WORK REQUEST A.
In the Pitino article, what record did Pitino compile in his eight years at Kentucky?
WORK REQUEST B.
Quote the stretch of the Pitino article from "The Boston Celtics" through "of this season.".

TEXT.
# # # # # # #
Title: "The end is near."

 Pitino seen going at season's end
Frustration mounts for Celtics coach
By Will McDonough, Globe Staff, 11/22/2000
Four years apparently is enough for Rick Pitino.
The Boston Celtics head coach and team president reportedly told his players after a demoralizing 24-point loss to the Philadelphia 76ers Monday night that he would leave the team at the end of this season.
Pitino is in the fourth year of a 10-year contract that is one of the most lucrative coaching deals in the history of professional sports. He would leave nearly $30 million on the table if he did indeed walk away.
A source very close to Pitino said yesterday that the coach is frustrated with his inability to get the team to perform better.
''Rick likes these players, and he thinks they like playing for him,'' said the confidant. ''But he honestly feels that someone else coaching them in the future can get more out of them than he is right now. I think his plan is to sit down with [owner] Paul Gaston after the start of the year and talk with him about the future.''
Pitino reportedly will look to go back into the college coaching ranks.
''He wants to coach,'' said the source. ''He wants to be happy. He
wants to go someplace where he has a chance to win again. It's not working here. He just feels a change might be best for everyone.''
Going into tonight's game against the Houston Rockets at the FleetCenter, the Celtics are 4-6, in fifth place in the NBA's Eastern Conference. Pitino took over as coach for the 1997-98 season; in the next three years, they went a cumulative 90-124 -- a .421 winning percentage -- and did not make the playoffs.
There were strong rumors at the end of last season that Pitino was ready to walk away. This led to a meeting with Gaston in New York, where they agreed it would be best for the team if Pitino stayed.
''Rick thinks he's coached this team as hard as it can possibly be coached, and they are just not responding,'' said the source. ''He can't get them to play the game the way he wants them to play it.
''Some nights, they listen and play the way he wants them to play. Another game, it will be just the opposite. After that game [Monday], he was really down because he thought they could get back into the game in the second half by being patient, and they just went out and threw up a bunch of 3-pointers.''
Pitino, who is from Long Island, is a graduate of the University of Massachusetts, where he lettered in basketball in 1973 and '74. He began his head coaching career in 1978 at Boston University, where he went 91-51 in five years. He then coached Providence College for two years (42-23) before breaking into the NBA with the New York Knicks in 1987. He went 90-74 in two years with the Knicks, making the playoffs both seasons, before returning to the college ranks with Kentucky in 1989. He went 219-50 in eight years there, winning a national championship in 1996.
But the Boston job has not been what he expected it would be when he took it in May 1997. Before the start of this season, he had high hopes, feeling that the Celtics would make the playoffs and be set up for the future, both in terms of young talent and a salary cap situation that would allow for free agent signings.
Pitino is an emotional guy. Several times after tough losses last year, he went off at the players, the negativity of the fans, or the inability of his team to execute.
He is also the kind of man who would change his mind completely if the team takes off on a winning streak and starts to play the way he had hoped. But as of this morning, that is not the case. It has been three-plus years, and it isn't working, and for a coach who is not used to losing, the end is near.
This story ran on page A01 of the Boston Globe on 11/22/2000.
# # # # # # #
RECORDED INFORMATION.
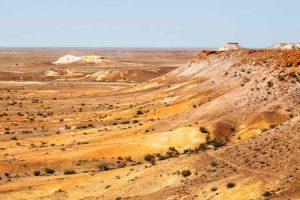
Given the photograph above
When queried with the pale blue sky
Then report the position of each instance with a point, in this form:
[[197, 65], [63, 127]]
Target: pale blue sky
[[147, 23]]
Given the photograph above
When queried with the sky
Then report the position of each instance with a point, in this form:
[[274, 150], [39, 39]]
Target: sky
[[148, 23]]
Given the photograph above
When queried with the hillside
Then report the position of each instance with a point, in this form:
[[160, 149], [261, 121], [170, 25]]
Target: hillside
[[225, 125]]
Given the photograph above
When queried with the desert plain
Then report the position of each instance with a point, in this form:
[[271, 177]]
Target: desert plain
[[83, 123]]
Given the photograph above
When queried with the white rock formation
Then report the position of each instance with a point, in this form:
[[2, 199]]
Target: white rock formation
[[91, 59], [67, 59]]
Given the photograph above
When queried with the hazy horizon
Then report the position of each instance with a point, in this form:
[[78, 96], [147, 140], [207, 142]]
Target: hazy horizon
[[147, 24]]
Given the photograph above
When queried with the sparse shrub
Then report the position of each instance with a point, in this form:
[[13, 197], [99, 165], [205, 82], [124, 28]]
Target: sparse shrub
# # # # # # #
WRITTEN ANSWER A.
219-50

WRITTEN ANSWER B.
The Boston Celtics head coach and team president reportedly told his players after a demoralizing 24-point loss to the Philadelphia 76ers Monday night that he would leave the team at the end of this season.